Beginning with the line where "of the stone" appears, restate the lines word for word through the last one in the listing.

Point-based annotation data:
- - - -

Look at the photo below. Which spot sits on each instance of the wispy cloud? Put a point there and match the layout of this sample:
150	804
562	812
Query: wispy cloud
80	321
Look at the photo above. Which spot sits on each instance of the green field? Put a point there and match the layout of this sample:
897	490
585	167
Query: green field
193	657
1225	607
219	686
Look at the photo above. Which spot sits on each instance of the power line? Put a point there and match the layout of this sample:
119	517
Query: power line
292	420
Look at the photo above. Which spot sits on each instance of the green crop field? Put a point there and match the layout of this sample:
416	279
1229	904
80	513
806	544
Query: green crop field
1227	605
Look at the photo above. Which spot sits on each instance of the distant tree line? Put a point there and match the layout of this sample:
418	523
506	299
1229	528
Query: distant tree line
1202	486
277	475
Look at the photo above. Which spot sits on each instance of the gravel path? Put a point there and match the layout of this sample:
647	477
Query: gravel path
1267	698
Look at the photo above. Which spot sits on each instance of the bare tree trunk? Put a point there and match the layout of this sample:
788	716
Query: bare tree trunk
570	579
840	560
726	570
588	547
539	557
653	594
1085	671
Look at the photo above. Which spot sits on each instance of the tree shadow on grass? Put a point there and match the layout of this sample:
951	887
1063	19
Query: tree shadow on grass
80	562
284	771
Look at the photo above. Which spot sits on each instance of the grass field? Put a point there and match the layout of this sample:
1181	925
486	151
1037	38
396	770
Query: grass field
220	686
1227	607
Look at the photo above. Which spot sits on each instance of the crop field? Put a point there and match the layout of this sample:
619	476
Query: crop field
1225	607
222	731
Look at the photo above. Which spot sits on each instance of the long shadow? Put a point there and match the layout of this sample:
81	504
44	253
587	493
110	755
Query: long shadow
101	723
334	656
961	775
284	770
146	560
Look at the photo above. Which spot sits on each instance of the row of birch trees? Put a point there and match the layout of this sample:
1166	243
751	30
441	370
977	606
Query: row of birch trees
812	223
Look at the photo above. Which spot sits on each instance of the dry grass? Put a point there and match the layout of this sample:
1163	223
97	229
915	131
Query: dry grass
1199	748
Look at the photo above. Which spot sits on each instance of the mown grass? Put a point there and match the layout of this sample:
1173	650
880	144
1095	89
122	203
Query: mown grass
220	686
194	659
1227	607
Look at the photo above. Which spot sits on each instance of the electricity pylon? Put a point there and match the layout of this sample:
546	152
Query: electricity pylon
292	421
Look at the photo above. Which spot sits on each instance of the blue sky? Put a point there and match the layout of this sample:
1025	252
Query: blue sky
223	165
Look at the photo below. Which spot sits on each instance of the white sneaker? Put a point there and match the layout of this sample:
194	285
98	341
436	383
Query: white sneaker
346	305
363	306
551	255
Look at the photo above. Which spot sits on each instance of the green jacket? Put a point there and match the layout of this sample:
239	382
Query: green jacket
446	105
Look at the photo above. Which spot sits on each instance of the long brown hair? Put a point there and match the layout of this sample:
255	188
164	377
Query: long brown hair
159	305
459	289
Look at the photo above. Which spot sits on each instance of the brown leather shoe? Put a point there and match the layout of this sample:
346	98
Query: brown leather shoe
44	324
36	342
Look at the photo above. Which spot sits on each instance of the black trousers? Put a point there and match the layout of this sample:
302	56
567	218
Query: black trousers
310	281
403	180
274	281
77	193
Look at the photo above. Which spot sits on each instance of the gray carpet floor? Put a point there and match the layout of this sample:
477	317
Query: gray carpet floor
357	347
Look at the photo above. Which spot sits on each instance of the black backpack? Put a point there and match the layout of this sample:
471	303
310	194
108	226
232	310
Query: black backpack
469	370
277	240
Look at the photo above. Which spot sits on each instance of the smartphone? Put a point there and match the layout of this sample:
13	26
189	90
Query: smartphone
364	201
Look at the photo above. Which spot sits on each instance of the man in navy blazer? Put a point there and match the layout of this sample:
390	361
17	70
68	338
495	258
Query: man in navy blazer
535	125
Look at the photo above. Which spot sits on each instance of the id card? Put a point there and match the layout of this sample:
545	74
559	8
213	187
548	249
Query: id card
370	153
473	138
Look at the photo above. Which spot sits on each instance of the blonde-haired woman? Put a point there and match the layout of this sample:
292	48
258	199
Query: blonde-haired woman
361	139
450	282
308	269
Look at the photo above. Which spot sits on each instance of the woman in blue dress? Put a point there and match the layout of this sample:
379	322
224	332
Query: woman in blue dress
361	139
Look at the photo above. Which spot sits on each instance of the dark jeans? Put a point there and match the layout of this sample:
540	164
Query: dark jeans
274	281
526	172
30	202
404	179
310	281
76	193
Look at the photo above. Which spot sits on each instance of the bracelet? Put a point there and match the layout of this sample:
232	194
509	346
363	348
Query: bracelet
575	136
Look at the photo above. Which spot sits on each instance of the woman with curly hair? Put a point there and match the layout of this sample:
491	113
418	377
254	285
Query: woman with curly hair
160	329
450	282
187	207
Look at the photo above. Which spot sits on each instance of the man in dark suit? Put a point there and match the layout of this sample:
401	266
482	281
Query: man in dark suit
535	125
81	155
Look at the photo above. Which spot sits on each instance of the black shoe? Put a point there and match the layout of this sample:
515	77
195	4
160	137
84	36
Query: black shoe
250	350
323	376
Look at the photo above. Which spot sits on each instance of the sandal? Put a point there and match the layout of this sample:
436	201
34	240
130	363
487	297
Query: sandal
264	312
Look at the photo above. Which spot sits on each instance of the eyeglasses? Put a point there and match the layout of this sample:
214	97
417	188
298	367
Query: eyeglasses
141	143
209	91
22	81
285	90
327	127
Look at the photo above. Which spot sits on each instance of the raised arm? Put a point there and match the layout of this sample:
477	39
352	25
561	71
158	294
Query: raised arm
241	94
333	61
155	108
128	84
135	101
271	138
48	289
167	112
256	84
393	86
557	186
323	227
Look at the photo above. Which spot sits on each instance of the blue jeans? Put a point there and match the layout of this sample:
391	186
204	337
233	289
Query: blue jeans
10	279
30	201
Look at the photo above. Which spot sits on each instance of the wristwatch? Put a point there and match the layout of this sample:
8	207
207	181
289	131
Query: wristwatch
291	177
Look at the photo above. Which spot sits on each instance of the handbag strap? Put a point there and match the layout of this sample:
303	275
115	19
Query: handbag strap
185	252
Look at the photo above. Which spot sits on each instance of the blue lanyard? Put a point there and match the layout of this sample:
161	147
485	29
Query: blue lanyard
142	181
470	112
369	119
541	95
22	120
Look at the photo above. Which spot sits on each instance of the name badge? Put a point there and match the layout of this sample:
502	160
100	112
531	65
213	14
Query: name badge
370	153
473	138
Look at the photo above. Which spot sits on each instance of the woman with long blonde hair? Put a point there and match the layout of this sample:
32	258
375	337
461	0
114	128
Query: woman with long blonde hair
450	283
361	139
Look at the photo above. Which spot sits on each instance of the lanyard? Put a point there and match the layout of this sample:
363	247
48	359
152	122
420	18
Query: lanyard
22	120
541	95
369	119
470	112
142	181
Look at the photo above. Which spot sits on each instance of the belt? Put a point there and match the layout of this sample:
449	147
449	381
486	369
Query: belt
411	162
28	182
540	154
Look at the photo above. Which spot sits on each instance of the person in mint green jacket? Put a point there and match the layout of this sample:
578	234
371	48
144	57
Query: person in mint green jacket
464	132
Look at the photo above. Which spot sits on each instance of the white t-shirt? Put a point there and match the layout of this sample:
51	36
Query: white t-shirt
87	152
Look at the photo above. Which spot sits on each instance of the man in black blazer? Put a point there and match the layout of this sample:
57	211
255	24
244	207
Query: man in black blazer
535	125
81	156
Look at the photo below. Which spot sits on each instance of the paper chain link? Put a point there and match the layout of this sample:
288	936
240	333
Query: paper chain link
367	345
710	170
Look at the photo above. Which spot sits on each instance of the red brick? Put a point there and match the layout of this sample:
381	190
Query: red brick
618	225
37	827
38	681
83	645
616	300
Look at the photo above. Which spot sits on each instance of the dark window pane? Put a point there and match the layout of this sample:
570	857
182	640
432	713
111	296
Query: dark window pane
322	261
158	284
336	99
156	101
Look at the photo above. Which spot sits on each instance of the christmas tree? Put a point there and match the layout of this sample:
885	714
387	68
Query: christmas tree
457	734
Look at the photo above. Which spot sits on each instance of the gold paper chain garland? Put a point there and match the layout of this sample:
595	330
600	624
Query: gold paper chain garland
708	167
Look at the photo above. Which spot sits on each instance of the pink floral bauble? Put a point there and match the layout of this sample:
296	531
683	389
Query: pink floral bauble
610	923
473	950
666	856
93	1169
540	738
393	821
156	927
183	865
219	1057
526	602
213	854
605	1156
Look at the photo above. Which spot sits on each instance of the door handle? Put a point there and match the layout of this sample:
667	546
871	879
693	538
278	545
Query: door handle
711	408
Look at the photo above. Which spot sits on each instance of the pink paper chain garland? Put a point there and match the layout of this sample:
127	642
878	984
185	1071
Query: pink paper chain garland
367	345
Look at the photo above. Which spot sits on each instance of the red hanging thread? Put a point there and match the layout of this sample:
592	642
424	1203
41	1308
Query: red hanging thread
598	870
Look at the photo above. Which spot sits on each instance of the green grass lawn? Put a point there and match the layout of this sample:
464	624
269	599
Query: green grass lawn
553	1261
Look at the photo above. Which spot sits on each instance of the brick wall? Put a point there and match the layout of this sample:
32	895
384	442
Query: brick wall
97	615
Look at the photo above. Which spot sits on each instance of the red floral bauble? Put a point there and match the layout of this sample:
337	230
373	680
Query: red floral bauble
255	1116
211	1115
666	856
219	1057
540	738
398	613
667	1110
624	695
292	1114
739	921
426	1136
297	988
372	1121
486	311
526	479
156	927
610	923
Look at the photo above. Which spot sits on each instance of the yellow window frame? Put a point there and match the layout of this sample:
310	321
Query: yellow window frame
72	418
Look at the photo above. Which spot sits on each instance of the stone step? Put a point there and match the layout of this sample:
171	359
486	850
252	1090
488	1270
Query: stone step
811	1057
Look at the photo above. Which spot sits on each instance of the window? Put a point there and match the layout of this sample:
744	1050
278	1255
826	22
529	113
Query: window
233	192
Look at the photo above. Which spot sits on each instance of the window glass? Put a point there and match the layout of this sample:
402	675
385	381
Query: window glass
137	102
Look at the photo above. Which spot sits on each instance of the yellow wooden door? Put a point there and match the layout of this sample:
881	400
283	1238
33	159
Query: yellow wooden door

- - - -

■ OUTPUT FOR THIS EXERCISE ■
Look at the photo above. Which spot sits on each instance of the stone step? Put a point there and match the layout of this sample:
171	359
486	850
252	1090
488	1270
Query: stone step
811	1057
Look at the photo above. Which spot sits on each instance of the window? Put a point there and match the layout of this sample:
744	1050
278	1255
826	22
529	113
Query: window
233	192
Look at the photo above. Which spot sits on each instance of the window glass? Put a point there and match the layout of this sample:
402	675
385	381
Query: window glass
137	102
Look at the photo above. Which spot sits on each instance of the yellow wooden door? Put a point there and match the layout of this sample:
881	400
283	1238
33	159
Query: yellow wooden door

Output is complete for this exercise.